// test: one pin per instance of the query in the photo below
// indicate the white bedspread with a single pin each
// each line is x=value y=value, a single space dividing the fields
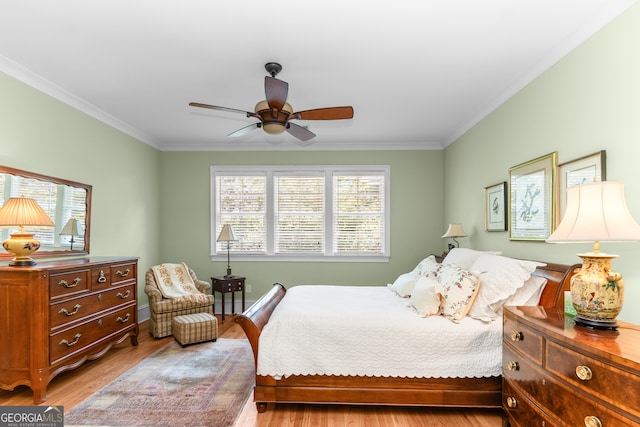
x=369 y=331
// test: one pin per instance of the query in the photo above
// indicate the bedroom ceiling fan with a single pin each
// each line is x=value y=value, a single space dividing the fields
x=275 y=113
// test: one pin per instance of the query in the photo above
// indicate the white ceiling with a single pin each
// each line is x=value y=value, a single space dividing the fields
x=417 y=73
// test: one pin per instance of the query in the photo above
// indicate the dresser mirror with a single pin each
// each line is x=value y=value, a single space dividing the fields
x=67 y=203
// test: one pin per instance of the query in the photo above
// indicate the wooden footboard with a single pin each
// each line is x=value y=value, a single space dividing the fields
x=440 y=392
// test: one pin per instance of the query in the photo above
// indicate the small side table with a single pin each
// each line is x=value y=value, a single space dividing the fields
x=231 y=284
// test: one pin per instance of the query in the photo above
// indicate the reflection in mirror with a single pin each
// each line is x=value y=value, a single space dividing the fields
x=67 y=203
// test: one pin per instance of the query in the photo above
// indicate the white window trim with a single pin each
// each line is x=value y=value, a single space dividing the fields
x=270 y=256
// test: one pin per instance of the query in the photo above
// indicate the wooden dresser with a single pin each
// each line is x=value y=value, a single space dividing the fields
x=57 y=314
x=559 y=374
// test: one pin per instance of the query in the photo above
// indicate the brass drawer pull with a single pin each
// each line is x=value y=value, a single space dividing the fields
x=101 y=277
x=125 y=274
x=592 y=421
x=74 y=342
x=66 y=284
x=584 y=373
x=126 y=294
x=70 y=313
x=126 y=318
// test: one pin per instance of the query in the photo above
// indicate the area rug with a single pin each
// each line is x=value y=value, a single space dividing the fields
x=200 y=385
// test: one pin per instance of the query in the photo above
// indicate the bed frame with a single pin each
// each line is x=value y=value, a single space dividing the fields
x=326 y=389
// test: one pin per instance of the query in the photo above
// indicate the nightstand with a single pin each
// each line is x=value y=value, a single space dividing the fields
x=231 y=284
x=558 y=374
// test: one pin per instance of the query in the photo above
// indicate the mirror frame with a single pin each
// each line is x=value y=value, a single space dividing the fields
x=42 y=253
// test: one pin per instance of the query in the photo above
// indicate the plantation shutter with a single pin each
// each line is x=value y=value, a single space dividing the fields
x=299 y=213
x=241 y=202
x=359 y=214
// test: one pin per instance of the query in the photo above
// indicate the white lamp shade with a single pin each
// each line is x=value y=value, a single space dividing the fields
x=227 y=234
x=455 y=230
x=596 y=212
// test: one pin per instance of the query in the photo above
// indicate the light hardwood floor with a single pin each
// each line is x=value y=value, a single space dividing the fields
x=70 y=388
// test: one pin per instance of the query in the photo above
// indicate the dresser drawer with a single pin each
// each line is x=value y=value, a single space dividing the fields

......

PROBLEM STATEMENT> Return verbatim the lines of the records from the start through the line containing "x=369 y=331", both ends included, and omit the pictures from your answer.

EXERCISE ANSWER>
// test: one pin per instance of the query in the photo below
// indicate the white bedspread with a single pin each
// each line is x=value y=value, a single space dividing the fields
x=369 y=331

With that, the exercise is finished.